◆ **EXTRACTED RECORDS**:
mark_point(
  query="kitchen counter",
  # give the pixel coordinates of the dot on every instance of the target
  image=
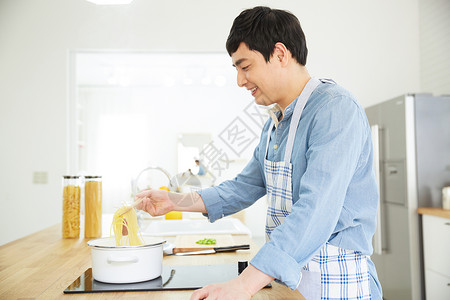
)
(42, 265)
(434, 211)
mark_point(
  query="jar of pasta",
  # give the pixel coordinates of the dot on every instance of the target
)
(92, 206)
(71, 207)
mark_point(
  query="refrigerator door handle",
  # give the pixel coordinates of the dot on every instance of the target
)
(377, 238)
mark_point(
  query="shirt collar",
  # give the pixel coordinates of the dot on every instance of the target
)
(275, 112)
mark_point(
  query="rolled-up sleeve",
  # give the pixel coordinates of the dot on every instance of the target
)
(334, 144)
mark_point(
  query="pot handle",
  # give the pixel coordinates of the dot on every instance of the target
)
(121, 259)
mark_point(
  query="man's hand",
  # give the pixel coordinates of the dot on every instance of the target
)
(156, 202)
(242, 287)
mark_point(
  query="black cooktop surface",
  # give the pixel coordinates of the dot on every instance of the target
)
(172, 278)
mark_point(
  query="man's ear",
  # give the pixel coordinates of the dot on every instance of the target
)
(281, 53)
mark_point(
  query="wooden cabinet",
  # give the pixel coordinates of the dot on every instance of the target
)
(436, 241)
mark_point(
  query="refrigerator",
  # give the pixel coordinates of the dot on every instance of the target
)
(411, 139)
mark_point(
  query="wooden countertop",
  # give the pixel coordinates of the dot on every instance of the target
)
(42, 265)
(434, 211)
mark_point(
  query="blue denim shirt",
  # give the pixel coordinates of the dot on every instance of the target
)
(334, 189)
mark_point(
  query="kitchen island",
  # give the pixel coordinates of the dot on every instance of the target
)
(42, 265)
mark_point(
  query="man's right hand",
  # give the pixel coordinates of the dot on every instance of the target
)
(156, 202)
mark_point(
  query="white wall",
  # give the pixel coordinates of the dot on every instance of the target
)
(370, 47)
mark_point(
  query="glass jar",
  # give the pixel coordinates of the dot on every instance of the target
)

◆ **EXERCISE INSTRUCTIONS**: Without including any pictures, output all the entries above exactly.

◆ **FULL OUTPUT**:
mark_point(
  query="kitchen counter",
  # give the pixel coordinates of the dot on every instance of the target
  image=
)
(42, 265)
(434, 211)
mark_point(
  query="jar of pasta",
  # give the pixel coordinates of the dot on every instance of the target
)
(92, 206)
(71, 207)
mark_point(
  query="refrigerator door handle",
  # give the pixel coordinates of the dot on every instance of the target
)
(377, 238)
mark_point(
  query="shirt collar",
  # give the pixel coordinates of the dot on every instance of the target
)
(275, 112)
mark_point(
  query="rolled-up sleeve",
  # give the pixel coordinates of the dot on every instance of the target
)
(334, 144)
mark_point(
  query="pot handle",
  # give the pixel coordinates of the dot on every instance of the target
)
(121, 259)
mark_point(
  query="man's hand",
  # give the pixel coordinates of the dot on every instance of the target
)
(156, 202)
(242, 287)
mark_point(
  query="black cooktop surface",
  # give the pixel coordinates of the dot on every instance of the target
)
(172, 278)
mark_point(
  query="man's ear",
  # give the pixel coordinates of the dot on every instance of the target
)
(281, 53)
mark_point(
  query="wooden cabinet",
  # give the pixel coordinates of the dot on every instance of the target
)
(436, 241)
mark_point(
  query="refrigerator",
  # give the pixel coordinates of the dot on every instance of the target
)
(411, 139)
mark_point(
  query="wooden countertop",
  # give the pixel coordinates of the dot on every instance of the target
)
(42, 265)
(434, 211)
mark_point(
  query="blue denim shirt",
  # give the pixel coordinates of the dot on every instance of the target
)
(334, 189)
mark_point(
  query="kitchen island",
  # give the pixel coordinates of the dot on every instance of the target
)
(42, 265)
mark_point(
  query="man's right hand",
  # give the pixel coordinates of the dot on every instance of the target
)
(156, 202)
mark_point(
  query="white wall",
  # give the pixel coordinates of the dot on every instance of the target
)
(370, 47)
mark_point(
  query="glass jar",
  # give the pixel coordinates of the dot on every instance of the target
)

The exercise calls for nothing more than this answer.